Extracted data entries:

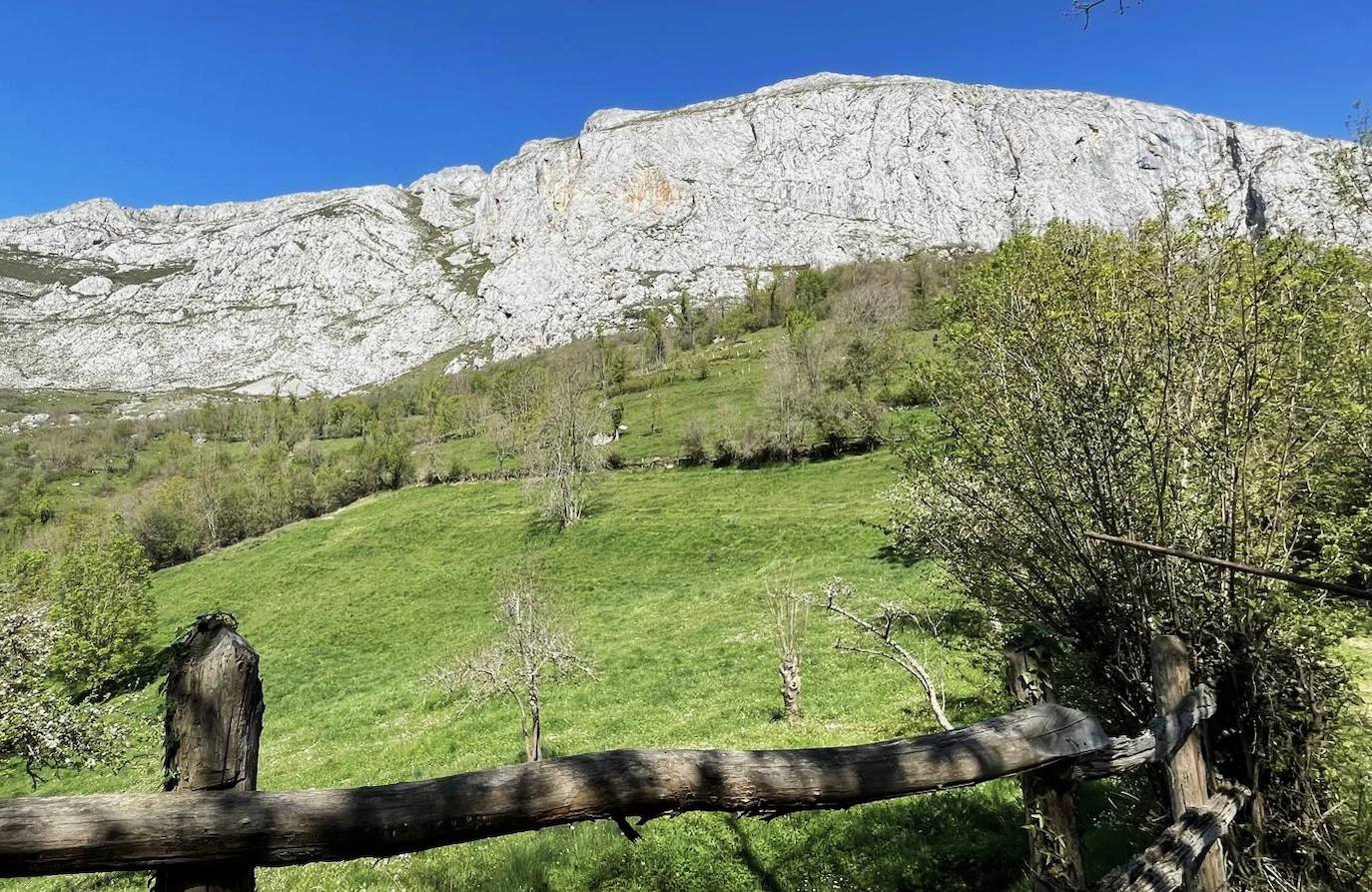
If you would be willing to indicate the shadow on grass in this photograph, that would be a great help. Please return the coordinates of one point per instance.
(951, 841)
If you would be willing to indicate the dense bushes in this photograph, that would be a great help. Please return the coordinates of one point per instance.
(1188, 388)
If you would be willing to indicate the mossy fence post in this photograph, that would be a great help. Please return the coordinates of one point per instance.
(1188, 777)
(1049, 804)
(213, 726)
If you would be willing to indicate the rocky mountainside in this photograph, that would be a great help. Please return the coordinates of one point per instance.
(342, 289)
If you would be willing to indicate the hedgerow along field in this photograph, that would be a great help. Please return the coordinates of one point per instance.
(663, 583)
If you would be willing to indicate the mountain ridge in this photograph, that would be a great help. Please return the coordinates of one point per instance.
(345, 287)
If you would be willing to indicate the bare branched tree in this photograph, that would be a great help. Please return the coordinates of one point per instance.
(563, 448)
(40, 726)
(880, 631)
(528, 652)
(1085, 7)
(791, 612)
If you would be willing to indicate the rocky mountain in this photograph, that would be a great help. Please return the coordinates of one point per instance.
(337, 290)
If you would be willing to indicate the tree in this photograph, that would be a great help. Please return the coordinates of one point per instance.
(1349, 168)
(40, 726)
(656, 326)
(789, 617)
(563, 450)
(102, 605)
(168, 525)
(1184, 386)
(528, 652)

» Goal of the exercise
Copy out every line of the records above, requests included, and leave the pictures out. Scale each point coordinate in the answers by 1.85, then round it to a whole number, with halves rounding up.

» Exercise output
If you would be willing to indicate the shadow on grass in this photograph, that would be a great help. Please return the coordinates of one point per instance.
(1759, 1556)
If you would be willing to indicate the dense bushes in this photograph, that would be a great help. Please return the coordinates of one point per instance.
(2198, 718)
If you would be willing to indicate the mossy fence post in this photograph, that would be a great help. Please return the coordinates of one point per instance.
(2198, 1437)
(1941, 1487)
(394, 1343)
If you would be willing to indicate the rocky mountainside in this photograph, that would be a great help. Please return the coordinates of one point per instance.
(633, 535)
If you would be willing to indicate the hedgerow along field in this photograph, that would be a great help. Please return the coordinates of one point per instance.
(1227, 1079)
If you would be willing to indicate the mountain ridge in this photograph, that would be a great help. Please return the coordinates of one point per instance.
(638, 531)
If you would be willing to indicate the bare branched tree in this photograph, that would be a great help. Please return the coordinates of one point per instance.
(1042, 829)
(74, 1343)
(1628, 1167)
(977, 1206)
(2007, 13)
(1463, 1132)
If you would be willing to indicate the rocky mountain in this photograph, that would be a great help. Please return the coordinates of one point per instance.
(623, 537)
If you would be willing to indicate the tree in this photograph, that would be a great help. Please return the coordinates of one point per instance.
(2496, 311)
(74, 1343)
(1214, 603)
(1460, 1141)
(1042, 833)
(189, 1119)
(311, 971)
(2190, 714)
(977, 1206)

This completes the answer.